Location of Locum Assignment(s)
Montana and Alaska
Briefly describe your pre-medical and/or pre-locum work experience
I am originally from a small community (population 250) in British Columbia, Canada. I moved to Texas in the early 90s and attended university, got married, and raised a family. According to my wife and daughters, I am a workaholic; I worked as an ER nurse for 7 years before graduating as an NP. Since then, I have worked for 19 years in various emergency rooms in Northcentral Texas. In addition to that, I worked a 4-year stint in a primary care/occupational health clinic. For the last 12 years, I have been the lead advanced practice provider working in a busy emergency department juggling admin duties and clinical shifts.
What drew you to locum tenens work?
I always knew that someday I wanted to do locum work in small communities. I liked the idea of traveling to remote parts of the country and seeing new places. Not to mention the pace was significantly slower than what I’m currently experiencing. According to my wife and daughters, it was either do something like this or there would be an intervention meeting taking place.
I chose to work with WMS because of the locations they focus on serving. Also, I had a conversation with a colleague of mine, David Warren, NP, who has been working for WMS for several years. He had great things to say about the company and the experiences that he’s had while on assignment in Alaska. I felt like WMS would be a good fit for me, so I applied.
What have you enjoyed most about your locum tenens experiences?
I have been on multiple assignments in Montana, with several of them more than once. Each assignment has its own challenges, but the thing I enjoy most is meeting the people, both the staff and the patients. The patients are so appreciative of the care you are providing, and the staff is so welcoming and willing to help you succeed.

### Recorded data
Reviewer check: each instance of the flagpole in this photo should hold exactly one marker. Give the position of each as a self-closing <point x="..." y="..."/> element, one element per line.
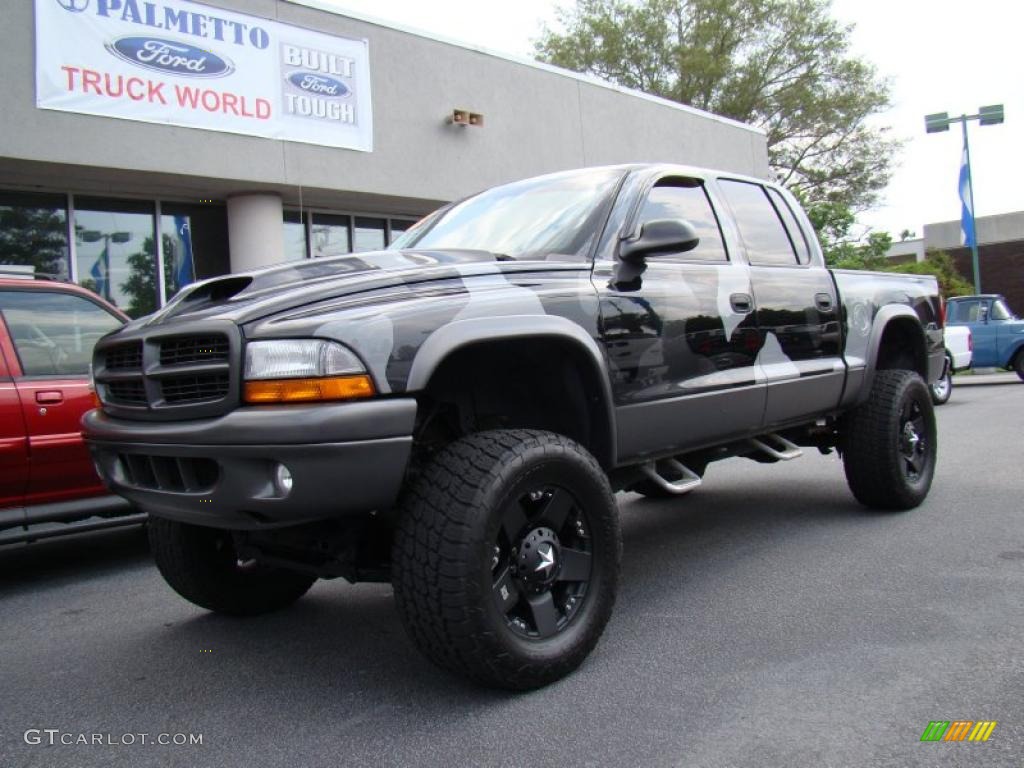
<point x="940" y="121"/>
<point x="974" y="223"/>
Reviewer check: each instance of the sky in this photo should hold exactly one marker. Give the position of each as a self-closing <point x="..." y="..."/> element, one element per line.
<point x="938" y="55"/>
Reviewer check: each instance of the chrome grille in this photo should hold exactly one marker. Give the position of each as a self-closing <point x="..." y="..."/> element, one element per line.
<point x="129" y="392"/>
<point x="199" y="388"/>
<point x="170" y="374"/>
<point x="125" y="356"/>
<point x="182" y="349"/>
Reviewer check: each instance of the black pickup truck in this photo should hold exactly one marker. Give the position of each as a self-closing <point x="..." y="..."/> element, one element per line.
<point x="456" y="414"/>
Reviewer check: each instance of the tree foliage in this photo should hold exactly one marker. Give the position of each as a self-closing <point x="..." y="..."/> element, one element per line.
<point x="141" y="283"/>
<point x="37" y="237"/>
<point x="783" y="66"/>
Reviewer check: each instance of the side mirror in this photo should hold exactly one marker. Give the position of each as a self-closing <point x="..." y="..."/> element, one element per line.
<point x="659" y="237"/>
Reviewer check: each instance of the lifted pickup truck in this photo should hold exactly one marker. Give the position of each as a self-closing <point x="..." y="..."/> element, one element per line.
<point x="454" y="415"/>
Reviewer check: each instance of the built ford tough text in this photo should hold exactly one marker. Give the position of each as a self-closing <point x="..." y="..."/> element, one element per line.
<point x="456" y="414"/>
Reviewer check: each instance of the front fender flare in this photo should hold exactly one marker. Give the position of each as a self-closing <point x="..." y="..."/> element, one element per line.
<point x="460" y="334"/>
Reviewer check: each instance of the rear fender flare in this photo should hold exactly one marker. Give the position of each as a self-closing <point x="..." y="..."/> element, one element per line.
<point x="883" y="318"/>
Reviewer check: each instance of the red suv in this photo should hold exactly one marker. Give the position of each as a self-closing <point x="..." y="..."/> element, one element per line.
<point x="47" y="331"/>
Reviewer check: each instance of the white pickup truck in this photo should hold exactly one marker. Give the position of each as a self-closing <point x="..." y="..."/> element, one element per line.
<point x="960" y="347"/>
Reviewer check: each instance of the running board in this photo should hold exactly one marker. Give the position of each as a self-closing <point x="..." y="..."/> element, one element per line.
<point x="688" y="481"/>
<point x="781" y="450"/>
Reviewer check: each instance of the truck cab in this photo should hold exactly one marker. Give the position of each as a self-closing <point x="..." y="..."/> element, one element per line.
<point x="997" y="332"/>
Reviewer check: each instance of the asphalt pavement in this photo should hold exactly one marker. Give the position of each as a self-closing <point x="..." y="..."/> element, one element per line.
<point x="765" y="620"/>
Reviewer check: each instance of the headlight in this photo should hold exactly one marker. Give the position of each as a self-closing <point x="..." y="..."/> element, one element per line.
<point x="302" y="371"/>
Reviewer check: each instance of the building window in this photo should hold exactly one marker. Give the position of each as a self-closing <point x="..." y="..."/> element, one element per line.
<point x="54" y="333"/>
<point x="295" y="237"/>
<point x="34" y="232"/>
<point x="115" y="246"/>
<point x="369" y="235"/>
<point x="332" y="235"/>
<point x="195" y="241"/>
<point x="399" y="227"/>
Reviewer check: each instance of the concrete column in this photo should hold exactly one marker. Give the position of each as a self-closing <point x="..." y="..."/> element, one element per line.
<point x="255" y="228"/>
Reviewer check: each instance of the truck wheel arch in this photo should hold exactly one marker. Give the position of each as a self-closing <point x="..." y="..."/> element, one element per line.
<point x="462" y="335"/>
<point x="896" y="336"/>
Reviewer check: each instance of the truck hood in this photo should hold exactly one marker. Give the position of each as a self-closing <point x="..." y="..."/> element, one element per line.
<point x="251" y="296"/>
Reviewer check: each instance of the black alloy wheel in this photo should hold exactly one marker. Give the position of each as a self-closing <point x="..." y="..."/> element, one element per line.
<point x="542" y="561"/>
<point x="506" y="557"/>
<point x="890" y="442"/>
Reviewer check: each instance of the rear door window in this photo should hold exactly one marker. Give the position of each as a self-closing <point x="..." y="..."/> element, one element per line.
<point x="792" y="226"/>
<point x="54" y="333"/>
<point x="764" y="235"/>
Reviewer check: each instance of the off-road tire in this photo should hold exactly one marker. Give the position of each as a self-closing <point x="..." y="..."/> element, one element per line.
<point x="201" y="564"/>
<point x="444" y="556"/>
<point x="877" y="442"/>
<point x="943" y="388"/>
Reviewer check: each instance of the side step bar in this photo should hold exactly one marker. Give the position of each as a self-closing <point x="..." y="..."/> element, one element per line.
<point x="687" y="481"/>
<point x="776" y="446"/>
<point x="81" y="526"/>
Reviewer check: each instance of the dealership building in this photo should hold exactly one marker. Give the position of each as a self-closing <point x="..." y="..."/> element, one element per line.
<point x="144" y="144"/>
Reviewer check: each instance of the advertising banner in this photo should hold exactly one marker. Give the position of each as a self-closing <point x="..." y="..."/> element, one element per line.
<point x="180" y="62"/>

### Work request A
Reproduce the part of the locum tenens profile starting with "Location of Locum" and going on through "locum tenens work?".
### Work request B
Answer these questions from the locum tenens profile.
(i) For how many years did the profile's subject work as an ER nurse before graduating as an NP?
(ii) Which colleague who had worked for WMS for several years is named?
(iii) In which two states were the locum assignments located?
### Work request C
Write the next part of the locum tenens profile, picking up after its final sentence.

### Your response A
Location of Locum Assignment(s)
Montana and Alaska
Briefly describe your pre-medical and/or pre-locum work experience
I am originally from a small community (population 250) in British Columbia, Canada. I moved to Texas in the early 90s and attended university, got married, and raised a family. According to my wife and daughters, I am a workaholic; I worked as an ER nurse for 7 years before graduating as an NP. Since then, I have worked for 19 years in various emergency rooms in Northcentral Texas. In addition to that, I worked a 4-year stint in a primary care/occupational health clinic. For the last 12 years, I have been the lead advanced practice provider working in a busy emergency department juggling admin duties and clinical shifts.
What drew you to locum tenens work?

### Your response B
(i) 7 years
(ii) David Warren, NP
(iii) Montana and Alaska

### Your response C
What surprised you the most about your locum tenens experiences?
I think that the most surprising thing about locum work in remote locations is how appreciative the patients are, even for the small things that you do for them. Unlike most busy departments I have worked in, the patients in these rural critical access hospitals understand that there are limitations as to what can and cannot be done. They are just glad that you are willing to come and help them.
How has your experience been with WMS?
I have enjoyed every experience that I have had while working with WMS. I feel the assignments are described well beforehand, so you know what you are getting into. I have not experienced any bait and switch tactics as I have had with some other companies I looked into working for.
What stands out to you about the communities and cultures you have interacted with as a locum tenens provider?
So far, I have only worked in rural Montana, which is predominately a ranching culture, and the communities have been small. I enjoy taking walks early in the mornings before shifts and after shifts in the early evenings, giving me the opportunities to experience the small towns. Sometimes I get to see local deer eating on the lawns. The locals are always willing to wave and say, “good morning or good evening.” I am looking forward to my upcoming assignments in Alaska, as I am interested in experiencing cultures in the far Northwest.
What advice do you have for prospective locum tenens providers?
I think the best advice is to be flexible, and personable. This will go a long way to smooth out any hiccups that might arise while being on assignment. If you are on the fence about doing locum work, just remember you do not have to quit your job to do an assignment. I have maintained my full-time job; I just cut down to the minimum shifts so that I have time to take an assignment. WMS works with you to get you the assignments that work for you.
What’s the most interesting thing that you learned while on assignment?
From a provider standpoint, I think it’s being the emergency room provider and hospitalist at the same time. If I admit someone from the ED to the hospital, there is no pushback from the hospitalist! If there is, then we have bigger problems.